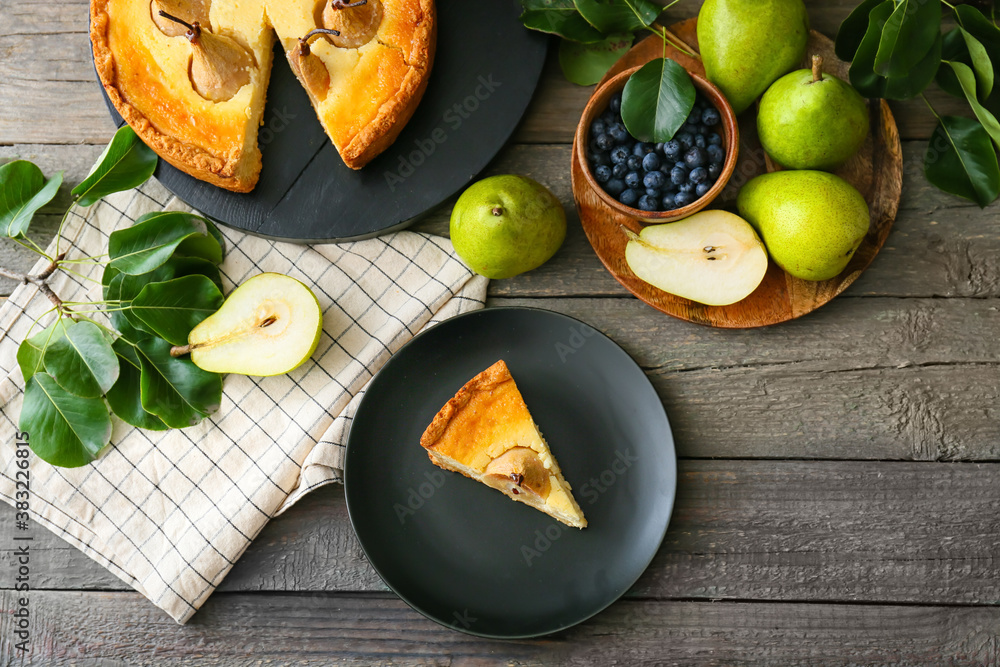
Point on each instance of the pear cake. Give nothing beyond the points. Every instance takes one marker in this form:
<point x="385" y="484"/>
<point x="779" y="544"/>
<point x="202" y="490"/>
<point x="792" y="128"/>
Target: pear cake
<point x="190" y="76"/>
<point x="486" y="432"/>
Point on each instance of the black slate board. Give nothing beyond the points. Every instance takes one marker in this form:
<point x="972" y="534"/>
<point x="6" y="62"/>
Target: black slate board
<point x="485" y="71"/>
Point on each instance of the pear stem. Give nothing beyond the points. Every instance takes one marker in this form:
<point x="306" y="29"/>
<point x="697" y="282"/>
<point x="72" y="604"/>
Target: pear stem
<point x="194" y="29"/>
<point x="304" y="41"/>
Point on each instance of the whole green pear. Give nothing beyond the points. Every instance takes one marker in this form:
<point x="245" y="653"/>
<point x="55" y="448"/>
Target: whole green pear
<point x="811" y="120"/>
<point x="747" y="44"/>
<point x="505" y="225"/>
<point x="810" y="221"/>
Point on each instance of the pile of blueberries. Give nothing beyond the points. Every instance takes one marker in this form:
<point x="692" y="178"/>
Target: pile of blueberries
<point x="657" y="177"/>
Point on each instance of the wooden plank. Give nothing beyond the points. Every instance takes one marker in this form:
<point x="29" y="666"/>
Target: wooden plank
<point x="115" y="628"/>
<point x="49" y="93"/>
<point x="939" y="246"/>
<point x="873" y="532"/>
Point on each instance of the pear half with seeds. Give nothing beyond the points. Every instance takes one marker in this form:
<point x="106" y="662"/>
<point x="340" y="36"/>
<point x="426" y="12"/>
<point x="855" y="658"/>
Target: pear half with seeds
<point x="712" y="257"/>
<point x="269" y="325"/>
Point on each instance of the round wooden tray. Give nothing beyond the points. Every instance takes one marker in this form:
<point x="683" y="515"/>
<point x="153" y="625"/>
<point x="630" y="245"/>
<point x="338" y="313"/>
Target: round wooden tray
<point x="876" y="171"/>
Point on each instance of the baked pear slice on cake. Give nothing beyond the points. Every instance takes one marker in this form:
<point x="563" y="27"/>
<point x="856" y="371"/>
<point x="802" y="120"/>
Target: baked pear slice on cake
<point x="364" y="63"/>
<point x="486" y="432"/>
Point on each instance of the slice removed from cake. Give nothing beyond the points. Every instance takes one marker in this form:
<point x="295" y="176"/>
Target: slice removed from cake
<point x="486" y="432"/>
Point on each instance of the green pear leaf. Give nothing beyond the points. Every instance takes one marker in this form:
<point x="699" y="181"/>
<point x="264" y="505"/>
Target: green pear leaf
<point x="853" y="29"/>
<point x="869" y="83"/>
<point x="171" y="309"/>
<point x="960" y="159"/>
<point x="657" y="100"/>
<point x="558" y="17"/>
<point x="122" y="318"/>
<point x="152" y="240"/>
<point x="125" y="397"/>
<point x="610" y="16"/>
<point x="586" y="64"/>
<point x="31" y="351"/>
<point x="967" y="79"/>
<point x="908" y="34"/>
<point x="125" y="163"/>
<point x="81" y="360"/>
<point x="66" y="430"/>
<point x="174" y="389"/>
<point x="23" y="190"/>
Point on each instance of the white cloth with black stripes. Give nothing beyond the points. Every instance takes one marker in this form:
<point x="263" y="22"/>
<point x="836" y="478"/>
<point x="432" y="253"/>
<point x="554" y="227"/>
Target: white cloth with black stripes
<point x="170" y="512"/>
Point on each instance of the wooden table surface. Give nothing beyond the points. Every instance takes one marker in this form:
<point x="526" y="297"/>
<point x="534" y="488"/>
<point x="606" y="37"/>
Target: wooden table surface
<point x="839" y="475"/>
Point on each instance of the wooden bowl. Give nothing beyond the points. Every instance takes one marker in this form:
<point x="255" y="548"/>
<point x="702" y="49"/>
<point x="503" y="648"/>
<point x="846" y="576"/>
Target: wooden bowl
<point x="876" y="171"/>
<point x="730" y="140"/>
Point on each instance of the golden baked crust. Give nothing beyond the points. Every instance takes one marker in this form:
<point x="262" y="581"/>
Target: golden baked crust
<point x="217" y="142"/>
<point x="486" y="432"/>
<point x="375" y="88"/>
<point x="220" y="160"/>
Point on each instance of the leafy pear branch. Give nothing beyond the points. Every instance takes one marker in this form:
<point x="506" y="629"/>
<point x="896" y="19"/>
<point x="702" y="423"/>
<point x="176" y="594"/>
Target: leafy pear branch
<point x="160" y="279"/>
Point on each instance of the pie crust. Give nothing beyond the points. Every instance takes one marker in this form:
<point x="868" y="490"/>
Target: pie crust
<point x="486" y="432"/>
<point x="374" y="89"/>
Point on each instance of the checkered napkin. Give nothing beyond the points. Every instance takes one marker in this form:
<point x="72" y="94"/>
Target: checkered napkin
<point x="170" y="512"/>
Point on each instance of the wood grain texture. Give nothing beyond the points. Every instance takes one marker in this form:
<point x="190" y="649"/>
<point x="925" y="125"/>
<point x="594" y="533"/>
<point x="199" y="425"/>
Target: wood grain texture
<point x="91" y="629"/>
<point x="874" y="532"/>
<point x="48" y="70"/>
<point x="939" y="245"/>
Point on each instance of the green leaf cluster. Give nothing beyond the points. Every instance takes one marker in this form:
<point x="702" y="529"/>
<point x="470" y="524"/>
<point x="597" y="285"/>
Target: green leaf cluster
<point x="595" y="33"/>
<point x="897" y="50"/>
<point x="161" y="279"/>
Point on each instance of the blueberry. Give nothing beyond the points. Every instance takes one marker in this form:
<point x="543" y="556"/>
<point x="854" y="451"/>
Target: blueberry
<point x="683" y="199"/>
<point x="616" y="103"/>
<point x="678" y="175"/>
<point x="654" y="179"/>
<point x="619" y="154"/>
<point x="695" y="157"/>
<point x="598" y="157"/>
<point x="618" y="133"/>
<point x="614" y="187"/>
<point x="672" y="149"/>
<point x="647" y="203"/>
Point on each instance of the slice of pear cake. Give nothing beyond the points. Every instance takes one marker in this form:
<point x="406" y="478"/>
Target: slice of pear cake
<point x="486" y="432"/>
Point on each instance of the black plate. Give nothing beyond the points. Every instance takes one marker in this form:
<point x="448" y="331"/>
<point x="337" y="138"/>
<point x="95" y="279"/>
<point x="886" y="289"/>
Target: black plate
<point x="463" y="554"/>
<point x="485" y="71"/>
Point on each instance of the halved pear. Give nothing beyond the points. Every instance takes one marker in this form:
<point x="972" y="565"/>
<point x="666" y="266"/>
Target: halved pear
<point x="269" y="325"/>
<point x="712" y="257"/>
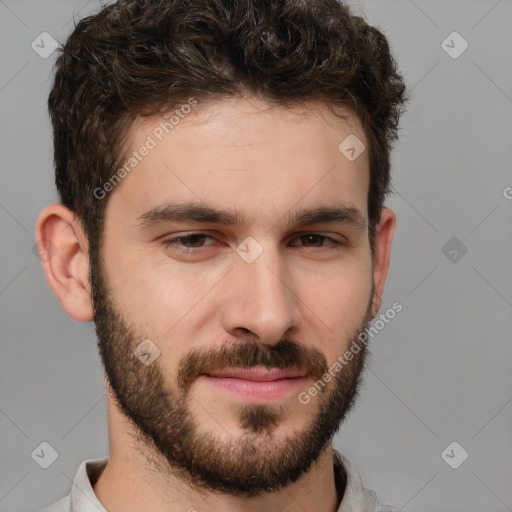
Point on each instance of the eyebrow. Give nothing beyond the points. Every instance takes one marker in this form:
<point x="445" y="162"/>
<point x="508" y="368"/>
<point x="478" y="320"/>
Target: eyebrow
<point x="196" y="212"/>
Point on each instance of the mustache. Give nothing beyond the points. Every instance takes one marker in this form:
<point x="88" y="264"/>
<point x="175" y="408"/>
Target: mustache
<point x="285" y="354"/>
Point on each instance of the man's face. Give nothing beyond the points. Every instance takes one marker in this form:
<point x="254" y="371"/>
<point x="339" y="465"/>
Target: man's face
<point x="245" y="315"/>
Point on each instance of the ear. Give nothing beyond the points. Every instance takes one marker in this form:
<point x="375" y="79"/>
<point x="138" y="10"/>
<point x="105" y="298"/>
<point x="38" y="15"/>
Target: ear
<point x="382" y="253"/>
<point x="63" y="250"/>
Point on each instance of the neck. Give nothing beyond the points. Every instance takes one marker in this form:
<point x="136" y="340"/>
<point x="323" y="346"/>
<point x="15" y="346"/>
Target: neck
<point x="128" y="485"/>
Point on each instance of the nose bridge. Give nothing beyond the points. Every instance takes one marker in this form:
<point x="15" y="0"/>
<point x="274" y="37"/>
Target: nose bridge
<point x="262" y="300"/>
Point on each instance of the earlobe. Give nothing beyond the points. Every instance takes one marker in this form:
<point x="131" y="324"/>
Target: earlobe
<point x="63" y="250"/>
<point x="382" y="254"/>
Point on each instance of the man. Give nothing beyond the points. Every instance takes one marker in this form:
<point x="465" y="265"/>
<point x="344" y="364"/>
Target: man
<point x="222" y="168"/>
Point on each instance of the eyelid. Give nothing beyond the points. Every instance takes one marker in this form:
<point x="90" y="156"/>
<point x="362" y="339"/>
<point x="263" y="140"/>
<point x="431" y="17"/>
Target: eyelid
<point x="175" y="238"/>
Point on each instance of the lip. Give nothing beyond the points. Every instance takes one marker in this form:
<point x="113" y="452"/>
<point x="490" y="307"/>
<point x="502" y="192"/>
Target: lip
<point x="257" y="385"/>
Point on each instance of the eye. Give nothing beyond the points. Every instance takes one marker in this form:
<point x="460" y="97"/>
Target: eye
<point x="188" y="242"/>
<point x="317" y="240"/>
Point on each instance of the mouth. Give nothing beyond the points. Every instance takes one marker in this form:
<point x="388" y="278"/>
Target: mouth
<point x="257" y="385"/>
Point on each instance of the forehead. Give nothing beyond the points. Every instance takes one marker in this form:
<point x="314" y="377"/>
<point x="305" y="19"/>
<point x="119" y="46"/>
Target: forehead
<point x="246" y="154"/>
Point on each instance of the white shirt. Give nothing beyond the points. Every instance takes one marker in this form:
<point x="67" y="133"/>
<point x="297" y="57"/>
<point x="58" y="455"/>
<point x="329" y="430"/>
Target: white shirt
<point x="83" y="499"/>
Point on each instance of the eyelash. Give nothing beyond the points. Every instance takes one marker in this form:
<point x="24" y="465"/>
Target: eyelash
<point x="169" y="242"/>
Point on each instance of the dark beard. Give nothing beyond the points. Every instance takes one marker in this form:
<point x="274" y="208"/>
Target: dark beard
<point x="162" y="421"/>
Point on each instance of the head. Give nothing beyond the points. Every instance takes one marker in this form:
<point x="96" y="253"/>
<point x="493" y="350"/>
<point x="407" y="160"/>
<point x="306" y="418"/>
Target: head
<point x="243" y="235"/>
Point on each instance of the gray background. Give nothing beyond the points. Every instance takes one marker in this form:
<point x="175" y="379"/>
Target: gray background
<point x="440" y="370"/>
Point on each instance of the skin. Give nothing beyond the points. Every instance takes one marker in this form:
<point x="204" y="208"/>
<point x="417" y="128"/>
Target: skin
<point x="266" y="162"/>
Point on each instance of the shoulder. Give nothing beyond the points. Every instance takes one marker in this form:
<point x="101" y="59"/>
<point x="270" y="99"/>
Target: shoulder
<point x="62" y="505"/>
<point x="357" y="498"/>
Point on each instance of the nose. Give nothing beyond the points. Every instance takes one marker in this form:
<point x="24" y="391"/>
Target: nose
<point x="261" y="302"/>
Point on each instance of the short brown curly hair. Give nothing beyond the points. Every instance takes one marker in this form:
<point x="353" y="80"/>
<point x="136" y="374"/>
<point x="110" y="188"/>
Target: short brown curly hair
<point x="144" y="57"/>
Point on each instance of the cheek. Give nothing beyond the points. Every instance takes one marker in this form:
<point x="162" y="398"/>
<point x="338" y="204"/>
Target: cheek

┄┄┄┄┄┄┄┄┄┄┄┄┄┄┄┄┄┄┄┄

* Given problem
Copy exactly the lines of the listing above, beginning at the line with "Point on each instance of the nose." and ending at its final line; write out nothing else.

* Final result
Point on each instance of the nose. Give nothing beyond the points. Every instance takes one marker in this form:
<point x="24" y="391"/>
Target: nose
<point x="261" y="302"/>
Point on each instance of the short brown curly hair. Give nothing beyond the points. Every instance takes one marker in this form:
<point x="353" y="80"/>
<point x="136" y="374"/>
<point x="110" y="188"/>
Target: short brown curly hair
<point x="144" y="57"/>
Point on each instance of the cheek. Give nothing beyond the points. Every instance takes one marker in this form:
<point x="162" y="398"/>
<point x="338" y="204"/>
Target: cheek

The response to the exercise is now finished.